● **Aim of the exercise**:
Please list each line below that contains the word "grass", copying every such line in full.

Entries for location identification
* BEGIN *

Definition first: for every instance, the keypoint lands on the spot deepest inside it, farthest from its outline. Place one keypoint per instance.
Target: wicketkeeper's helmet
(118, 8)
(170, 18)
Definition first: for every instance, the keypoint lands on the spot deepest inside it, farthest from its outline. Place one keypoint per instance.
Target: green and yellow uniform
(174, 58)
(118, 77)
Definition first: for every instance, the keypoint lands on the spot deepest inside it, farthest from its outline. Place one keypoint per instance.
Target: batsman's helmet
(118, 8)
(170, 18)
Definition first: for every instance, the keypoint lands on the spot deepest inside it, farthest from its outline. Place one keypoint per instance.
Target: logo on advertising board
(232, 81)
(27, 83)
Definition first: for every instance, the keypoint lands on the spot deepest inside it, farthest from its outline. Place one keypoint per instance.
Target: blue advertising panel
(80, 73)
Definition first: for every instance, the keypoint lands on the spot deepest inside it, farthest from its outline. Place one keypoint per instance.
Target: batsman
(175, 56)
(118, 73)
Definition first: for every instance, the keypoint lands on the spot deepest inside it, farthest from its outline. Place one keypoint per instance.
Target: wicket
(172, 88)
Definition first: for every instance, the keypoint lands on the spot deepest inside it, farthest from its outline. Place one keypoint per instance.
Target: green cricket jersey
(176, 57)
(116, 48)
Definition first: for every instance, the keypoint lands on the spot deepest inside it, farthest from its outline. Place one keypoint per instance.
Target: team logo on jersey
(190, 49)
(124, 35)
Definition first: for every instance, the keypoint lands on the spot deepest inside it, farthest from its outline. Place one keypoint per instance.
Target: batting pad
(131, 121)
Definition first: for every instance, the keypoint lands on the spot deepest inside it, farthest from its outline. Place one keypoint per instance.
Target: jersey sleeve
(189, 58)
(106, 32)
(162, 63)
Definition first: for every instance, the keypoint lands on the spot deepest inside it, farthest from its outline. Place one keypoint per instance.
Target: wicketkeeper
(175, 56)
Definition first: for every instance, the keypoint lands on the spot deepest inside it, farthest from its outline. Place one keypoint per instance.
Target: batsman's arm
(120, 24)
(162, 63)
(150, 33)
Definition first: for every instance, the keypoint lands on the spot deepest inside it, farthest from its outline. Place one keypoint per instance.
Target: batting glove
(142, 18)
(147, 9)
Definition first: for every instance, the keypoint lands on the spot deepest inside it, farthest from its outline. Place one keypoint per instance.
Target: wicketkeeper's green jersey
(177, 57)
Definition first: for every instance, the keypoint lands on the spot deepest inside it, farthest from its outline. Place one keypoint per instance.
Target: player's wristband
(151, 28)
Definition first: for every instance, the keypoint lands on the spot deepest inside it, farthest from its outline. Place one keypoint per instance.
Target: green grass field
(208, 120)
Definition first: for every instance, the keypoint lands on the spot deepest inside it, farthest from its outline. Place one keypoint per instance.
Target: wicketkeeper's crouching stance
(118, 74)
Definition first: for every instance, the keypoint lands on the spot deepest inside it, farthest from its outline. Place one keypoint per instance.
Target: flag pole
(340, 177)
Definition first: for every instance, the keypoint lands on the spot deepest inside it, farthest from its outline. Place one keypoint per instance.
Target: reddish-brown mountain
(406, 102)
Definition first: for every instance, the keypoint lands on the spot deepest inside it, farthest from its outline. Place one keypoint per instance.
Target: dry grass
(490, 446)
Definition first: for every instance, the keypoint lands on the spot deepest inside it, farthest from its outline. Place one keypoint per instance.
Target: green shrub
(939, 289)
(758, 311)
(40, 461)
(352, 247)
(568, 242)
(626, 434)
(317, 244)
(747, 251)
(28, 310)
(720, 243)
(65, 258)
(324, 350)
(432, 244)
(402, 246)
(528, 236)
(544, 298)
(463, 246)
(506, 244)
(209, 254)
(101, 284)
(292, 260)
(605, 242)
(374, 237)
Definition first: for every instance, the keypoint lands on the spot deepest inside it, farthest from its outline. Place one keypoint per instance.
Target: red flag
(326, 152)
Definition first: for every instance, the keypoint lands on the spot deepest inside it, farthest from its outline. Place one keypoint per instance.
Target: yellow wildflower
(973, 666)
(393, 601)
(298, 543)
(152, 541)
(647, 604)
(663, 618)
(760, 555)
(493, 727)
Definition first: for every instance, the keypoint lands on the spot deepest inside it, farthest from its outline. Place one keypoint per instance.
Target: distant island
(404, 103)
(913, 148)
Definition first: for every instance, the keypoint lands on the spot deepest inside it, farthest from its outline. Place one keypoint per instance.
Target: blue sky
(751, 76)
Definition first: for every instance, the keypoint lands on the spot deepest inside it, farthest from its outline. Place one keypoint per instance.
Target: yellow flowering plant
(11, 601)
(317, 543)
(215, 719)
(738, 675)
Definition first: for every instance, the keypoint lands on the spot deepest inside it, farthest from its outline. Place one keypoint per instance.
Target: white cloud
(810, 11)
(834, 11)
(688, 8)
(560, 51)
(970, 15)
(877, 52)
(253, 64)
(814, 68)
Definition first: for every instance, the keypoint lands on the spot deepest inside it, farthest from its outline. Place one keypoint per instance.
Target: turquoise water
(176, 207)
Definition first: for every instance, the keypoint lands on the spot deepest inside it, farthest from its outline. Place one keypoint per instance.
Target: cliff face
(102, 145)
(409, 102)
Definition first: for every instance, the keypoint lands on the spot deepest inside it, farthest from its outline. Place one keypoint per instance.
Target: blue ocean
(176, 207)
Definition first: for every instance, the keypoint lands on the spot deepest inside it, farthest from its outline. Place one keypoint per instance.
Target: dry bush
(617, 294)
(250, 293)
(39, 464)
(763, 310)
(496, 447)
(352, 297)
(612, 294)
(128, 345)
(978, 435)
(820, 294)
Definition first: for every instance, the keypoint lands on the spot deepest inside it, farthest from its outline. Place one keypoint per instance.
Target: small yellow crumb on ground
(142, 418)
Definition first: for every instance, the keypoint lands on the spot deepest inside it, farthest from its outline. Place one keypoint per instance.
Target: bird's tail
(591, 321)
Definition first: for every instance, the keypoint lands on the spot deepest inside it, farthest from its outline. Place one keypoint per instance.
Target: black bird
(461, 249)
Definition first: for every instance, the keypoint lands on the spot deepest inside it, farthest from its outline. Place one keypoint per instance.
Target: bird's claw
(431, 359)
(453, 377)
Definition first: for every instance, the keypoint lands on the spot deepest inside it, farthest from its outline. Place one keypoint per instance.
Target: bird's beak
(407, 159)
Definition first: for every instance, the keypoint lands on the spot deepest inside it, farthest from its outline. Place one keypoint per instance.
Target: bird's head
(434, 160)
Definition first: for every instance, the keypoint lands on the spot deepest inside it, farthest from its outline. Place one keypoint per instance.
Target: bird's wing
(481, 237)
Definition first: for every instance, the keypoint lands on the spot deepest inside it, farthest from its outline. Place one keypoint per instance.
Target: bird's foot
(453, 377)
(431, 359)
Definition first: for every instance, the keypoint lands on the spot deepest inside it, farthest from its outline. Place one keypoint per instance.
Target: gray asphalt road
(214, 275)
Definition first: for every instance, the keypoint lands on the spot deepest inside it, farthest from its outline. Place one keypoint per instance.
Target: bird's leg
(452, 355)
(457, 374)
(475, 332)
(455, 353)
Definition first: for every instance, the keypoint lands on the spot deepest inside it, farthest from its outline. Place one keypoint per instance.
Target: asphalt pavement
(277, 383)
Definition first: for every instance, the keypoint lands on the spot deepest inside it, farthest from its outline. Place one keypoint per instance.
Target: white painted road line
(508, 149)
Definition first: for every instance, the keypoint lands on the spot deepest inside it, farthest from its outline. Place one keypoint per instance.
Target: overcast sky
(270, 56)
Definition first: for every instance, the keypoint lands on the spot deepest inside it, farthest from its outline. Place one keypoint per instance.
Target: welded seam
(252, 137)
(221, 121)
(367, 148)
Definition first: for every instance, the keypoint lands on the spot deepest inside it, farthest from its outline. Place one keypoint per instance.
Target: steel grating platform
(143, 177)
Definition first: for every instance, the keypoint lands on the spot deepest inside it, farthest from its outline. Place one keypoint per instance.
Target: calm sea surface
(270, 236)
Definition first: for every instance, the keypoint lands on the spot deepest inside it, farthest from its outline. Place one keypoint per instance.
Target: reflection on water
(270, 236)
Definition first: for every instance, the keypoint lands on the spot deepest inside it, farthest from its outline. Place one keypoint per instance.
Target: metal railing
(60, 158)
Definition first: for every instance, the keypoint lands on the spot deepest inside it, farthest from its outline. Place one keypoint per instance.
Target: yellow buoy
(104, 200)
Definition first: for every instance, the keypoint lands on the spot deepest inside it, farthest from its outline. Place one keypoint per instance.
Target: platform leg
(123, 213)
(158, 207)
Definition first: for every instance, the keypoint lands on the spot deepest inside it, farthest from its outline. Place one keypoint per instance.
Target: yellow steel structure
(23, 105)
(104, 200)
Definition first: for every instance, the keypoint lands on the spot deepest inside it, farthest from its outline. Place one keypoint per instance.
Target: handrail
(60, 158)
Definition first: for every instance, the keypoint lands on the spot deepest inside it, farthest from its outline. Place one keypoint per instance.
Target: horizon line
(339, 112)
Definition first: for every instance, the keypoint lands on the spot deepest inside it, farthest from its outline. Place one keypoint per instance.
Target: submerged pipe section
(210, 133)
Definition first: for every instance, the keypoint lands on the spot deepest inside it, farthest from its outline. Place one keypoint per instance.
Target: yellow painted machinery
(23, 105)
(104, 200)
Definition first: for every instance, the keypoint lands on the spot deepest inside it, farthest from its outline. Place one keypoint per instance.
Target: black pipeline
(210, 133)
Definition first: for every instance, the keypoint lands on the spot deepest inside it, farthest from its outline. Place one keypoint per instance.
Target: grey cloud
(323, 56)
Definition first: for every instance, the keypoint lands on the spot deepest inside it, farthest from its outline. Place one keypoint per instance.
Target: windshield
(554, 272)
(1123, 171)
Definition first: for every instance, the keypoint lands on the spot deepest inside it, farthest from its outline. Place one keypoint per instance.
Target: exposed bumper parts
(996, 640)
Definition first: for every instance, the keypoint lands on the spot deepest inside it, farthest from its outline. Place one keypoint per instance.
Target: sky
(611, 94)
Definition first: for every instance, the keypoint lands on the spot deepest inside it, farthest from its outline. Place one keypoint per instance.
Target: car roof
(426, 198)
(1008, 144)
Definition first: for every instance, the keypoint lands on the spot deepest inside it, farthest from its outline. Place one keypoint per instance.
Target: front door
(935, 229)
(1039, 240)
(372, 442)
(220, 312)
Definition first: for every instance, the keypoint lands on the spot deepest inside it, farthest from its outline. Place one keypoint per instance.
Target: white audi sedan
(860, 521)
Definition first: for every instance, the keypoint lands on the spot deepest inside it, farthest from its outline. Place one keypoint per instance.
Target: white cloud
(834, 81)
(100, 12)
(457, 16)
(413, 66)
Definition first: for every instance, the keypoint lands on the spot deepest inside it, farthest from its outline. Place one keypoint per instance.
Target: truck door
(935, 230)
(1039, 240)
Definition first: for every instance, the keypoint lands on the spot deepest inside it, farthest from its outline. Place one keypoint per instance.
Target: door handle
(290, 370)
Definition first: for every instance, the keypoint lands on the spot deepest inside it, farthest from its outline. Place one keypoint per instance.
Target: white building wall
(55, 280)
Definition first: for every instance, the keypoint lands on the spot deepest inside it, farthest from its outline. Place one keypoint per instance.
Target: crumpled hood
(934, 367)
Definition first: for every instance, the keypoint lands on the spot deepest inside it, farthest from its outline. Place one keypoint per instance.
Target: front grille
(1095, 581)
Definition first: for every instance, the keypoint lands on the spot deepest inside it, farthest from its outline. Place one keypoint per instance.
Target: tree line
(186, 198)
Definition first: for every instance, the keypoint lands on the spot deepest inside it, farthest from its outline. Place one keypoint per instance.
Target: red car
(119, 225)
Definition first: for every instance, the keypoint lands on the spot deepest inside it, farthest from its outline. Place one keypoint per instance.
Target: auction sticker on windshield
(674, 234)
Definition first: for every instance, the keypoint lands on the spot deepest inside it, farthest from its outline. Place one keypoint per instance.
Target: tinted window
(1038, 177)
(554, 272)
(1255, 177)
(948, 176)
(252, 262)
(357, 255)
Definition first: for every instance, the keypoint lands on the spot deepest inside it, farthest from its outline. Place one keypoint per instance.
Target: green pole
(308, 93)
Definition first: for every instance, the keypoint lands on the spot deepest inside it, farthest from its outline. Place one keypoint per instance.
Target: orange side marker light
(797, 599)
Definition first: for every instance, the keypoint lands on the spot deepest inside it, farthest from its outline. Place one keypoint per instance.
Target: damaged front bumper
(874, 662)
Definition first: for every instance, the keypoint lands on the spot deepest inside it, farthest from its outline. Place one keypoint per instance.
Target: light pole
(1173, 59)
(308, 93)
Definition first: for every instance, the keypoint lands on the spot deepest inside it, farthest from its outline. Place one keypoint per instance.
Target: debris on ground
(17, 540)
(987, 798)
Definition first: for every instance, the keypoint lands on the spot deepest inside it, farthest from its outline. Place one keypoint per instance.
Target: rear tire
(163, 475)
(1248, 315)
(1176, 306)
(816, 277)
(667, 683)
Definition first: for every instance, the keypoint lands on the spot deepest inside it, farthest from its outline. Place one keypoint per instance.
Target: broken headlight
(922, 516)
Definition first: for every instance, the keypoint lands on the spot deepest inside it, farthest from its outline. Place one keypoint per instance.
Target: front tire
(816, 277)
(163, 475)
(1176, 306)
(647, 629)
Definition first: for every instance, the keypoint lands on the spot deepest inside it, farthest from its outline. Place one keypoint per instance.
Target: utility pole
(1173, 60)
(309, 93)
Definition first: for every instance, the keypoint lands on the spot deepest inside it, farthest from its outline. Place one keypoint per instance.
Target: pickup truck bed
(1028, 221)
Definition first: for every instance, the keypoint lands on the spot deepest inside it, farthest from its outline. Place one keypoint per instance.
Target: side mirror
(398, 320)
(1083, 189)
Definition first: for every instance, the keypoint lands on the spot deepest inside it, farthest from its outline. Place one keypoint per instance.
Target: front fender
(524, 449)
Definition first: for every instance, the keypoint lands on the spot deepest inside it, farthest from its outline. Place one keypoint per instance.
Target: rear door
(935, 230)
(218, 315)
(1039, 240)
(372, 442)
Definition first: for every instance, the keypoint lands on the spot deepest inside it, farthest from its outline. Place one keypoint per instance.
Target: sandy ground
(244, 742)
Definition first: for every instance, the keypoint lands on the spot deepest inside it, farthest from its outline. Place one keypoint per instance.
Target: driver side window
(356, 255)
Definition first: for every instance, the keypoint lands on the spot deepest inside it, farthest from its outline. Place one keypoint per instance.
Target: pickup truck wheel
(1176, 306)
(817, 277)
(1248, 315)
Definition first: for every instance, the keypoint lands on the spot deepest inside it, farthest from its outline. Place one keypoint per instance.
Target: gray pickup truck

* END *

● **Output for this exercise**:
Target: green grass field
Target: dry grass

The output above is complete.